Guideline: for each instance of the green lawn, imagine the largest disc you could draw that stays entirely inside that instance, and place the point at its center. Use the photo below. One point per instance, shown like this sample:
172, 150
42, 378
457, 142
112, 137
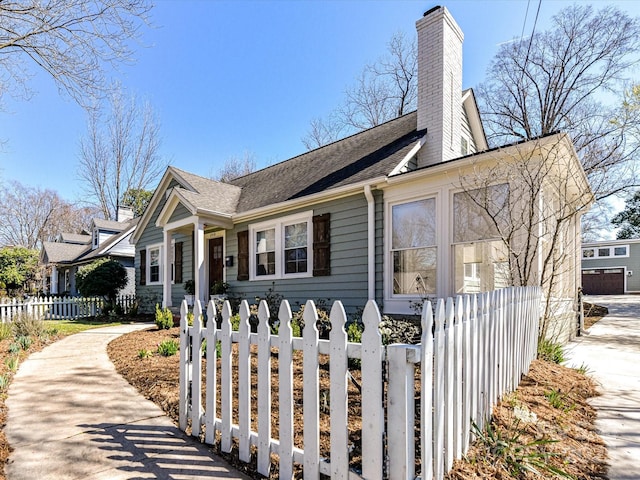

§ §

- _Requirements_: Repeat every line of the entries above word for word, leaving out the picture.

- _Task output_:
Guideline: for each instance of the green lawn, imagine the largest disc you could draw that stays entirely inside that instance, and place the point at its center. Use the photo below. One point per instance, shown like this sample:
172, 150
42, 378
457, 142
112, 137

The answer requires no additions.